▼

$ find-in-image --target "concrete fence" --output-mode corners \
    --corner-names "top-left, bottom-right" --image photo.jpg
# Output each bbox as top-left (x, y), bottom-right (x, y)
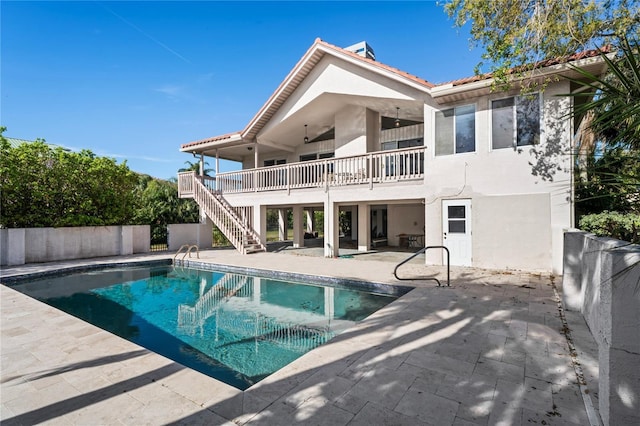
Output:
top-left (562, 231), bottom-right (640, 426)
top-left (167, 220), bottom-right (213, 252)
top-left (0, 225), bottom-right (151, 266)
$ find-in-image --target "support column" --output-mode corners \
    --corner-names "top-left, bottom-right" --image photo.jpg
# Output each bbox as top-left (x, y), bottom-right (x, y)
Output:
top-left (293, 206), bottom-right (304, 248)
top-left (324, 197), bottom-right (340, 257)
top-left (349, 206), bottom-right (358, 241)
top-left (358, 203), bottom-right (371, 251)
top-left (253, 204), bottom-right (267, 244)
top-left (278, 209), bottom-right (289, 241)
top-left (305, 208), bottom-right (315, 234)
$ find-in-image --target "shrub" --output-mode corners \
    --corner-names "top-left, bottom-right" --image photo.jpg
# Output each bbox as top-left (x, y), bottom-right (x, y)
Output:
top-left (580, 211), bottom-right (640, 244)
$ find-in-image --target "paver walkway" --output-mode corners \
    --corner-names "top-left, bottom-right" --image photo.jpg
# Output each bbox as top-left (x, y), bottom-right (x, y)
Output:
top-left (0, 250), bottom-right (597, 426)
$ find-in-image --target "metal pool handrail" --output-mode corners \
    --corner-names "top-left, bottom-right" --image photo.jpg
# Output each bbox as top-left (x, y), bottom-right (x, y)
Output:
top-left (393, 246), bottom-right (451, 287)
top-left (173, 244), bottom-right (200, 260)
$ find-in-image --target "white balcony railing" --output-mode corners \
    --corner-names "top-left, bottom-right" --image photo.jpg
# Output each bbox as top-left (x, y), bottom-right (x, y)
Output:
top-left (178, 147), bottom-right (425, 197)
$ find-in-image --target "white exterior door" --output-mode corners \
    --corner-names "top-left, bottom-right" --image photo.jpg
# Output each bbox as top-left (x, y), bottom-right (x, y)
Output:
top-left (442, 200), bottom-right (471, 266)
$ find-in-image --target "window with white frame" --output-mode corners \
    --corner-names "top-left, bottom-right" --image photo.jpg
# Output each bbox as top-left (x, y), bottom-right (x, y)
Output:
top-left (491, 93), bottom-right (541, 149)
top-left (435, 105), bottom-right (476, 155)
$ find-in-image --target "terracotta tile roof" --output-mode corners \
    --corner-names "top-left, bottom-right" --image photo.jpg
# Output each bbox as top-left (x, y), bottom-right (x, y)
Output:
top-left (436, 46), bottom-right (612, 86)
top-left (181, 38), bottom-right (610, 149)
top-left (180, 132), bottom-right (240, 149)
top-left (315, 38), bottom-right (435, 88)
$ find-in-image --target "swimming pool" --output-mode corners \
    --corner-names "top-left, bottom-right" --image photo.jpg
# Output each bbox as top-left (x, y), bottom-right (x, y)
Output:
top-left (5, 265), bottom-right (408, 390)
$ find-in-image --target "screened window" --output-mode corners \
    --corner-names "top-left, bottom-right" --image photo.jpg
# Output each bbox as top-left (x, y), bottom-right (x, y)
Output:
top-left (435, 105), bottom-right (476, 155)
top-left (491, 93), bottom-right (541, 149)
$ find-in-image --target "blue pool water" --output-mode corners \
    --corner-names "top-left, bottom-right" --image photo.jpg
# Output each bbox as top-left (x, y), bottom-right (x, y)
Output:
top-left (12, 265), bottom-right (395, 389)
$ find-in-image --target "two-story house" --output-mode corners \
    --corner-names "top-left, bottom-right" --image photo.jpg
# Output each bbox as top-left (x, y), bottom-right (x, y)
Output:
top-left (179, 39), bottom-right (602, 272)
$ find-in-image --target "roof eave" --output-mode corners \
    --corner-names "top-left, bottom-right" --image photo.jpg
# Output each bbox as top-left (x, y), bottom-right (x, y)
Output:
top-left (180, 133), bottom-right (243, 154)
top-left (431, 56), bottom-right (605, 103)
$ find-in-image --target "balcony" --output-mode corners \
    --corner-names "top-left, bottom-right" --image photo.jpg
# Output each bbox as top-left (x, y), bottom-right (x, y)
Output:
top-left (178, 146), bottom-right (425, 197)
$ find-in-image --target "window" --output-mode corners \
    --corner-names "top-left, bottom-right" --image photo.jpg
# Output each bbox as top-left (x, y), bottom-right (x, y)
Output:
top-left (491, 93), bottom-right (540, 149)
top-left (300, 152), bottom-right (335, 161)
top-left (264, 159), bottom-right (287, 167)
top-left (435, 105), bottom-right (476, 155)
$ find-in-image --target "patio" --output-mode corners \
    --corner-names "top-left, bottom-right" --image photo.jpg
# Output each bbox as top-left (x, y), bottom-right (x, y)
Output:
top-left (0, 248), bottom-right (597, 425)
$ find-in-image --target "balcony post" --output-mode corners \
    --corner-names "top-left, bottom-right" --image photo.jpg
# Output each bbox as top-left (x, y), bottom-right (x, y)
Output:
top-left (293, 205), bottom-right (304, 248)
top-left (324, 198), bottom-right (340, 257)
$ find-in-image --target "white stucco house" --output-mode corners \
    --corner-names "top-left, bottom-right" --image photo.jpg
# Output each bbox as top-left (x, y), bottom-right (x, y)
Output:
top-left (178, 39), bottom-right (602, 272)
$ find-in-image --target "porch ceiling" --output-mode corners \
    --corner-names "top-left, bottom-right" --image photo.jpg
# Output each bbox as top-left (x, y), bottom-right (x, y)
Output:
top-left (183, 93), bottom-right (424, 162)
top-left (258, 93), bottom-right (424, 152)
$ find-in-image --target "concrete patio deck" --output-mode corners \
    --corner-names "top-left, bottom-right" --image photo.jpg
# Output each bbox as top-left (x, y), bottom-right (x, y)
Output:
top-left (0, 250), bottom-right (597, 426)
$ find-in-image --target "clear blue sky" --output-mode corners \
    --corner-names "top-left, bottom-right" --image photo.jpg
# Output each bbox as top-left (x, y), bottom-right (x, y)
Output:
top-left (0, 0), bottom-right (481, 178)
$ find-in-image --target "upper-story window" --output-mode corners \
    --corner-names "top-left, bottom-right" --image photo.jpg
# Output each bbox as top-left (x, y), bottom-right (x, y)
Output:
top-left (435, 105), bottom-right (476, 155)
top-left (491, 93), bottom-right (540, 149)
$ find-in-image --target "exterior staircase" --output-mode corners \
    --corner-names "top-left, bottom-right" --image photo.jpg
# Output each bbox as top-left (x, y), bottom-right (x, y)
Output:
top-left (178, 172), bottom-right (267, 254)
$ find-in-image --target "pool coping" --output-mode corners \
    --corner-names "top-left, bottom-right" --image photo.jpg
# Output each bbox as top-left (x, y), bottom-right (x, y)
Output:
top-left (0, 253), bottom-right (596, 425)
top-left (0, 259), bottom-right (414, 392)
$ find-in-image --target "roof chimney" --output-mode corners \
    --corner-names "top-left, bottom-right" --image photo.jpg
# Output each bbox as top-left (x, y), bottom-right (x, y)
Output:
top-left (344, 41), bottom-right (376, 61)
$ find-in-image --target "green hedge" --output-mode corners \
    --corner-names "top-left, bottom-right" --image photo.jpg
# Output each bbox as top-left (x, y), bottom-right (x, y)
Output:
top-left (580, 211), bottom-right (640, 244)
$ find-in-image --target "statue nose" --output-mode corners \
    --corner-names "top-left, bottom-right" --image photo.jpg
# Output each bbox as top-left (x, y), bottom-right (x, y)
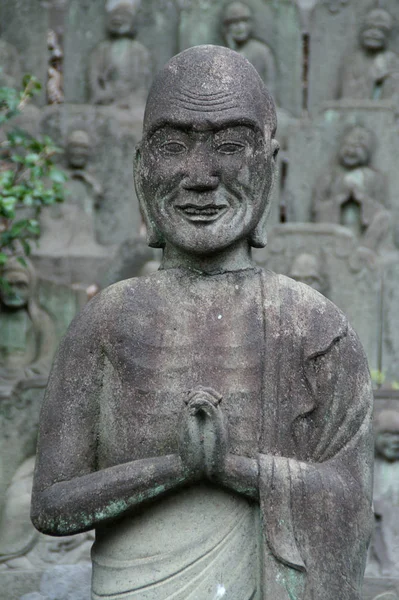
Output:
top-left (181, 173), bottom-right (219, 192)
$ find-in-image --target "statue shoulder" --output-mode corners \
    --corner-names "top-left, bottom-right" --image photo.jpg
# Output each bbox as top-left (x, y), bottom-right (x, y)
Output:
top-left (277, 275), bottom-right (350, 358)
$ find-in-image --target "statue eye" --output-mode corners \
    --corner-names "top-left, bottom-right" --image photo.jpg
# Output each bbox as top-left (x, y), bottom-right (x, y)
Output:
top-left (161, 141), bottom-right (187, 154)
top-left (217, 142), bottom-right (245, 154)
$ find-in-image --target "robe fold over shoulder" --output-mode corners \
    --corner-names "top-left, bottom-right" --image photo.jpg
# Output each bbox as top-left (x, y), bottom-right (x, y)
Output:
top-left (259, 273), bottom-right (373, 600)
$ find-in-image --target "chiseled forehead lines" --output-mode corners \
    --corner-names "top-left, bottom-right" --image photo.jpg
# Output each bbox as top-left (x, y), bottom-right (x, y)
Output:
top-left (144, 46), bottom-right (274, 135)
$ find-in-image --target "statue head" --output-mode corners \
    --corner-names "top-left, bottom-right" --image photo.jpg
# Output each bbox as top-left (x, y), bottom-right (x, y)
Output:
top-left (375, 409), bottom-right (399, 462)
top-left (360, 8), bottom-right (393, 52)
top-left (223, 2), bottom-right (252, 45)
top-left (289, 252), bottom-right (327, 294)
top-left (339, 125), bottom-right (375, 169)
top-left (0, 257), bottom-right (35, 310)
top-left (135, 46), bottom-right (279, 255)
top-left (66, 129), bottom-right (91, 169)
top-left (107, 0), bottom-right (139, 37)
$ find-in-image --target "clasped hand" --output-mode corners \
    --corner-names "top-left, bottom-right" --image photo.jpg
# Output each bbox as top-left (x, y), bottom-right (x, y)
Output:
top-left (180, 388), bottom-right (227, 479)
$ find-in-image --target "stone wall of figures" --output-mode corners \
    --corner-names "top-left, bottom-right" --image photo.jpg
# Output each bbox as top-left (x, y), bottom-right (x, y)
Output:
top-left (0, 0), bottom-right (399, 600)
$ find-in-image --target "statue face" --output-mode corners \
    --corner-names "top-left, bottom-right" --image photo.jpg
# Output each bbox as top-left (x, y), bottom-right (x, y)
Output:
top-left (107, 6), bottom-right (134, 36)
top-left (0, 271), bottom-right (30, 308)
top-left (141, 117), bottom-right (272, 254)
top-left (361, 23), bottom-right (389, 51)
top-left (67, 143), bottom-right (90, 169)
top-left (375, 431), bottom-right (399, 462)
top-left (226, 17), bottom-right (252, 44)
top-left (340, 134), bottom-right (370, 169)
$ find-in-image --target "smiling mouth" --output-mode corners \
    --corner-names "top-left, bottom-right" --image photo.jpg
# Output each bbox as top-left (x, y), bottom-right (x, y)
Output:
top-left (176, 204), bottom-right (228, 222)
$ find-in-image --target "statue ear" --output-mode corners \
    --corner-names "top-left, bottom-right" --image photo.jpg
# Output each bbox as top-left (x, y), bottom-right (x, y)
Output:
top-left (249, 138), bottom-right (280, 248)
top-left (133, 143), bottom-right (165, 248)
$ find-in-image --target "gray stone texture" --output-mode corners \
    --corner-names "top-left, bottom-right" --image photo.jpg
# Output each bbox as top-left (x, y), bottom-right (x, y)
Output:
top-left (179, 0), bottom-right (302, 117)
top-left (0, 0), bottom-right (48, 105)
top-left (64, 0), bottom-right (178, 103)
top-left (32, 46), bottom-right (373, 600)
top-left (287, 101), bottom-right (399, 253)
top-left (309, 0), bottom-right (399, 114)
top-left (34, 104), bottom-right (141, 284)
top-left (255, 223), bottom-right (382, 369)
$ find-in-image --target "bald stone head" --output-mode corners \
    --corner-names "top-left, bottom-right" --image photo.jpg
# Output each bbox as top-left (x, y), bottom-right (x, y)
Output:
top-left (135, 46), bottom-right (278, 254)
top-left (144, 45), bottom-right (277, 137)
top-left (360, 8), bottom-right (393, 52)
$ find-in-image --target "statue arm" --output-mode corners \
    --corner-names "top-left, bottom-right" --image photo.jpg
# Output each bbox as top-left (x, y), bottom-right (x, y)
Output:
top-left (31, 450), bottom-right (186, 536)
top-left (259, 329), bottom-right (373, 600)
top-left (32, 294), bottom-right (189, 535)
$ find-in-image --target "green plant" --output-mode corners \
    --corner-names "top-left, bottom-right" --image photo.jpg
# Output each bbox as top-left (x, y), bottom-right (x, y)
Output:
top-left (0, 75), bottom-right (67, 276)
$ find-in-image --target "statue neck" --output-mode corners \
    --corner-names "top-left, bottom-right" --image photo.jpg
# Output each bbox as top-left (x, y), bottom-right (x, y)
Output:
top-left (161, 240), bottom-right (254, 275)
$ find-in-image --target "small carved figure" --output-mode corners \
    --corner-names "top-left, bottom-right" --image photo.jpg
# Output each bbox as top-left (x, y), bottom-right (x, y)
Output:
top-left (47, 29), bottom-right (64, 104)
top-left (341, 8), bottom-right (399, 100)
top-left (313, 126), bottom-right (390, 250)
top-left (32, 46), bottom-right (373, 600)
top-left (0, 39), bottom-right (21, 88)
top-left (289, 252), bottom-right (328, 296)
top-left (40, 129), bottom-right (102, 254)
top-left (0, 258), bottom-right (56, 395)
top-left (223, 2), bottom-right (277, 97)
top-left (369, 409), bottom-right (399, 577)
top-left (89, 0), bottom-right (152, 108)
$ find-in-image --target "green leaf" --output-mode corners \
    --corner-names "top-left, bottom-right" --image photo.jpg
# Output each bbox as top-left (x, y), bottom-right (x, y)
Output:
top-left (25, 152), bottom-right (40, 165)
top-left (17, 256), bottom-right (28, 267)
top-left (49, 167), bottom-right (67, 183)
top-left (22, 74), bottom-right (42, 95)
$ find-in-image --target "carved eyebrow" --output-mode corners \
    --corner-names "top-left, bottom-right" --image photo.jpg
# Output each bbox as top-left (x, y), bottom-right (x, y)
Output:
top-left (146, 117), bottom-right (263, 139)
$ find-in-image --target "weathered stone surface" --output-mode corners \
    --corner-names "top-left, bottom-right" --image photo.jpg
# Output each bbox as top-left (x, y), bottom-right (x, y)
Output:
top-left (255, 223), bottom-right (382, 369)
top-left (0, 276), bottom-right (88, 584)
top-left (381, 256), bottom-right (399, 384)
top-left (32, 46), bottom-right (373, 600)
top-left (35, 104), bottom-right (141, 284)
top-left (64, 0), bottom-right (178, 103)
top-left (309, 0), bottom-right (399, 112)
top-left (0, 258), bottom-right (56, 397)
top-left (287, 101), bottom-right (399, 253)
top-left (179, 0), bottom-right (302, 116)
top-left (367, 406), bottom-right (399, 579)
top-left (0, 0), bottom-right (48, 104)
top-left (18, 565), bottom-right (91, 600)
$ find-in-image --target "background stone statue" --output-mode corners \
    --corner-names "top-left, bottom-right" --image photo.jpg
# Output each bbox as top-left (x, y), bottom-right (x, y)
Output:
top-left (40, 129), bottom-right (102, 254)
top-left (0, 258), bottom-right (56, 395)
top-left (32, 46), bottom-right (373, 600)
top-left (368, 409), bottom-right (399, 577)
top-left (341, 8), bottom-right (399, 100)
top-left (0, 456), bottom-right (94, 577)
top-left (89, 0), bottom-right (152, 108)
top-left (223, 2), bottom-right (277, 97)
top-left (313, 126), bottom-right (390, 250)
top-left (0, 37), bottom-right (22, 88)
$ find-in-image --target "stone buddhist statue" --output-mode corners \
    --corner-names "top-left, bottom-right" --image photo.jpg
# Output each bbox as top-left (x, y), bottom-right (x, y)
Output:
top-left (0, 38), bottom-right (22, 88)
top-left (313, 126), bottom-right (390, 250)
top-left (32, 46), bottom-right (373, 600)
top-left (289, 252), bottom-right (328, 295)
top-left (223, 2), bottom-right (277, 96)
top-left (40, 129), bottom-right (102, 254)
top-left (0, 258), bottom-right (56, 396)
top-left (89, 0), bottom-right (152, 108)
top-left (368, 409), bottom-right (399, 577)
top-left (341, 8), bottom-right (399, 100)
top-left (0, 456), bottom-right (93, 579)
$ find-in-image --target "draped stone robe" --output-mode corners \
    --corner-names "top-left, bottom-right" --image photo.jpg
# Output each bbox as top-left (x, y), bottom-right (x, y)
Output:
top-left (32, 269), bottom-right (373, 600)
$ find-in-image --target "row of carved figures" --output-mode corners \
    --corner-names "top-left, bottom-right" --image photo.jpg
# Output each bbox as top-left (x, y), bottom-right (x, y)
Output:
top-left (4, 0), bottom-right (399, 109)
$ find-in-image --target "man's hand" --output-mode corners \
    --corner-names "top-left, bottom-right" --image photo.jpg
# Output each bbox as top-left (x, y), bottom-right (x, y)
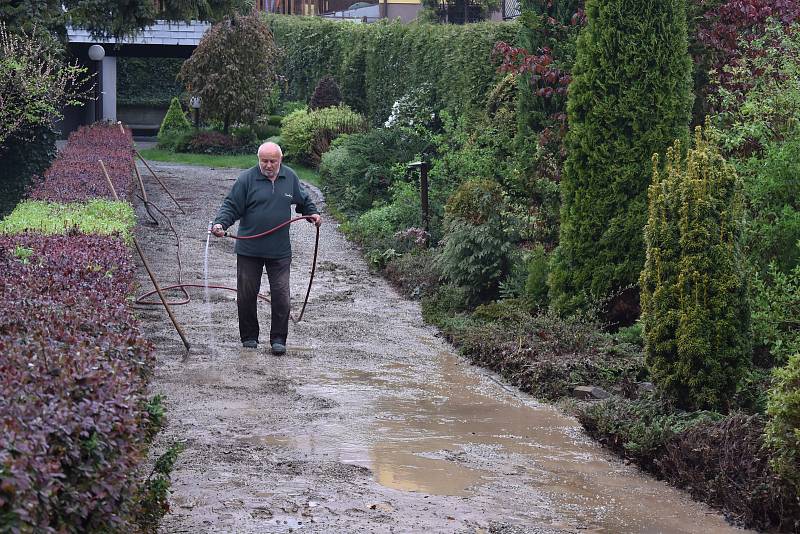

▲

- WHAT YOU SHOULD DO:
Could you rescale the entries starting at the beginning and ending at the line containing "top-left (0, 225), bottom-right (151, 266)", both ends included, by giving those lines again with their requests and multiplying every coordinate in the answers by 0.6, rounded to whole numbers with halves going up? Leave the pictures out of your reply.

- SOLUTION TO THE EXERCISE:
$ find-in-image --target "concrete fence" --output-mode corners \
    --corner-names "top-left, bottom-right" --image photo.jpg
# Output each bbox as top-left (x, y), bottom-right (x, y)
Output:
top-left (337, 139), bottom-right (384, 256)
top-left (100, 132), bottom-right (128, 151)
top-left (0, 135), bottom-right (91, 160)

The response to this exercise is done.